### [Exercise requirements]
A faithful transcription of the entries below is required.

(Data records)
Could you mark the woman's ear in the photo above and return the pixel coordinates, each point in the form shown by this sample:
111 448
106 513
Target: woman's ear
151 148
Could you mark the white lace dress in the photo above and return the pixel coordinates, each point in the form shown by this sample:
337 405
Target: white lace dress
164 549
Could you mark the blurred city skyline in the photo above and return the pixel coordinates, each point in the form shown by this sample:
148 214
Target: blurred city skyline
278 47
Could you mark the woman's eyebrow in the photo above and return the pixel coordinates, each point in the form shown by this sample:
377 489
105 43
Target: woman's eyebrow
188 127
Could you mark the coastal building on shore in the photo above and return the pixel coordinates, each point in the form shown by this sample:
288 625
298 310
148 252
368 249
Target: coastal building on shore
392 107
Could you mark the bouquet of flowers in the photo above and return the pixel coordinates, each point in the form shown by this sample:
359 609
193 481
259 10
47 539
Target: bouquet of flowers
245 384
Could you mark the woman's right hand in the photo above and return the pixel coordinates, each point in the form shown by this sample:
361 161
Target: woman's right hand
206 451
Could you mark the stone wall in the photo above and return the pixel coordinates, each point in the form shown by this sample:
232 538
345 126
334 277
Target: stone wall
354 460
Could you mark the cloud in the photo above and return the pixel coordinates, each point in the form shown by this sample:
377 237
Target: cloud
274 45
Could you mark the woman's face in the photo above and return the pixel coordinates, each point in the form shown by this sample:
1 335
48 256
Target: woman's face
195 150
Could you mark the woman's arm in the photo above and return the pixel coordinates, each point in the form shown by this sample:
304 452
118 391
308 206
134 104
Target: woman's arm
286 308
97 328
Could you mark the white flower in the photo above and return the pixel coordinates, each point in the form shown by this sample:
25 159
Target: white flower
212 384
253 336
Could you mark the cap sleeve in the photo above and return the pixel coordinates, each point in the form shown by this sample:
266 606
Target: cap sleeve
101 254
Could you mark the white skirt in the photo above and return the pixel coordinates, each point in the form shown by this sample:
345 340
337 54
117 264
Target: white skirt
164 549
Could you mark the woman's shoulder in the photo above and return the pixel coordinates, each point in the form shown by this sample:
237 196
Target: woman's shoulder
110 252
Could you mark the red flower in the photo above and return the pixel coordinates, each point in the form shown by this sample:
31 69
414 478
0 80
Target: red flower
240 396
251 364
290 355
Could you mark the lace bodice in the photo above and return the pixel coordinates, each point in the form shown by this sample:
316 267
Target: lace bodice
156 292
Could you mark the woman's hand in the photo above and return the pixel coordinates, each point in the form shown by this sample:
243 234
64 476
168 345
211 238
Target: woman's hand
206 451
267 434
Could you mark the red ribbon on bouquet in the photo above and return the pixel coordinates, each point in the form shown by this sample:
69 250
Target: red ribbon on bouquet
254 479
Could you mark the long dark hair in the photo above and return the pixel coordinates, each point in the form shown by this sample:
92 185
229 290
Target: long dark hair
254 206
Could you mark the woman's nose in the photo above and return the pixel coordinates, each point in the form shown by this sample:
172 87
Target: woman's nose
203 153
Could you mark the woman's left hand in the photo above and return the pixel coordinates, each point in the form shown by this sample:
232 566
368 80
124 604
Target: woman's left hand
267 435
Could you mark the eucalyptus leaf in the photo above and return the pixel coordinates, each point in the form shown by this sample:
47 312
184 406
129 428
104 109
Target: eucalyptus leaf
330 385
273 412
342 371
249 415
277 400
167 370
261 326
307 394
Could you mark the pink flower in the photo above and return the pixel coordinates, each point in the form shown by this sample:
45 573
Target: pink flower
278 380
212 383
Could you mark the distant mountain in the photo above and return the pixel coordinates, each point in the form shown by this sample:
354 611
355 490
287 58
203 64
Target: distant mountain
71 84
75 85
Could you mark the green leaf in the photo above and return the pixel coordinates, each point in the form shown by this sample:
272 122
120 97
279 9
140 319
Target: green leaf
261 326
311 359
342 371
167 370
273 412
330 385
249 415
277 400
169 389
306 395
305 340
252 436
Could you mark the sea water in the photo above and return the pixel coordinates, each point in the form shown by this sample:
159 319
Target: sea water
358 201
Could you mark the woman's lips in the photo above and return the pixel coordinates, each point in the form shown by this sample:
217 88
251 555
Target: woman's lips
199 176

### [Task answer]
Could you mark the woman's ear in the photo above and return the pixel coordinates, each point in the form shown by this sample:
111 448
106 513
Target: woman's ear
151 148
Could you mark the white lace dress in the photo above and return the pixel coordinates, each point in the form shown by this sample:
337 405
Target: white lace dress
164 549
Could you mark the blurred city skyline in the photo above and return the pixel coordinates, each point in the form shown by this sample:
148 214
Target: blurred city skyline
278 47
Could you mark the woman's eyebrow in the photo above and return the pixel coordinates, each point in the form shown by this sample:
377 489
105 43
Target: woman's eyebrow
188 127
Could you mark the coastal building on shore in the photo above and return the pixel coordinates, each point in the form shown by this sample:
288 625
298 310
148 252
368 249
Target: coastal building on shore
392 107
Could you mark the bouquet of flowers in the photo above and return the pixel coordinates, each point in the form shown by this sample:
359 609
193 481
259 10
47 539
Target: bouquet of flowers
245 384
Could you mark the woman's right hand in the photo above and return the pixel coordinates, each point in the form shown by this sample:
361 161
Target: woman's right hand
206 451
Could you mark the stone wall in the photo above and return the pixel coordinates, each point in the form shown by this sample:
232 538
345 126
334 277
Target: stone wall
354 460
Could you mark the cloud in the photo above and return the pixel coordinates, each point in the form shown by this sample:
377 237
Target: cloud
274 45
Could you mark the woman's face in the photo above and return the pixel coordinates, each point in the form shown by this sample:
1 335
48 256
Target: woman's face
195 150
Could you mark the woman's arm in the photo above and return the pixel coordinates, each point in the form shown by this sample:
304 452
118 391
308 206
134 104
Target: woman's arm
286 308
97 328
Could you mark the white flower in the photo above and return the pixel coordinates, each point in the form shown by this sample:
25 159
Target: white flower
212 384
253 336
Could you mark the cap sleeve in the photo above and return the pixel coordinates, each point in the form shown by this sample:
266 606
Target: cap sleeve
101 254
Could you mark the white skirt in the photo above and return the pixel coordinates, each point in the form shown by this sample:
345 340
337 54
117 264
Target: white skirt
164 549
Could you mark the woman's shoulder in the photo above and return the pixel coordinates, each point in the form shown by this sample:
237 196
Target: woman's shoulder
110 252
Could you mark the red flower in the photo above and return the pixel coordinates, each point in the form shown by this sample:
31 69
414 478
0 80
Target: red flower
240 396
251 364
290 355
Could you mark the lace bodice in the photo above and return the pixel coordinates, each point in the form shown by this sample:
316 267
Target: lace bodice
156 292
Could you mark the woman's hand in the photo above and return the pixel coordinates, each point in the form shown by this sample:
243 234
64 476
168 345
211 238
Target: woman's hand
206 451
267 434
Could you mark the red ribbon on bouquet in the photo above and return the pixel coordinates, each point in the form shown by this sample:
69 250
Target: red ribbon on bouquet
254 479
Could you mark the long dark hair in the photo above and return the pixel coordinates, each point in the form shown by this sample:
92 185
229 290
Target: long dark hair
254 206
Could you mark the woman's nose in the photo above and return the pixel coordinates, each point in the form shown by this sample:
172 87
Target: woman's nose
203 153
Could you mark the woman's left hand in the photo above and return the pixel coordinates, each point in the form shown by this sample:
232 566
368 80
124 604
Target: woman's left hand
267 435
Could you mark the eucalyptus leaf in the photo above and return the pixel coordinates, each point in the form shown by this sample:
47 312
184 406
129 428
104 109
Target: eucalyptus leaf
330 385
273 412
342 371
249 415
277 400
167 370
261 326
307 394
Could you mark the pink flower in the photo above and return the pixel coordinates, each point in the form shown by this sample:
45 573
Target: pink flower
278 380
212 383
Could you mark the distant mountain in the photo above and return the pixel coordinates, each point in the form shown by this sample:
354 611
355 490
287 58
203 64
Target: distant mountain
71 84
75 85
Could you mark the green leaf in the photo above and return the pixel coordinates, each point in the form shown by this sample:
272 122
120 97
279 9
140 319
Target: green leaf
261 326
311 359
342 371
167 370
273 412
330 385
249 415
277 400
169 389
306 395
305 340
252 436
Could you mark the sea water in the photo above and return the pixel coordinates, each point in the form shown by this sample:
159 319
Target: sea water
358 201
Could you mark the woman's lips in the photo above and return the pixel coordinates, each point in the form shown by this sample:
217 88
251 555
Target: woman's lips
199 176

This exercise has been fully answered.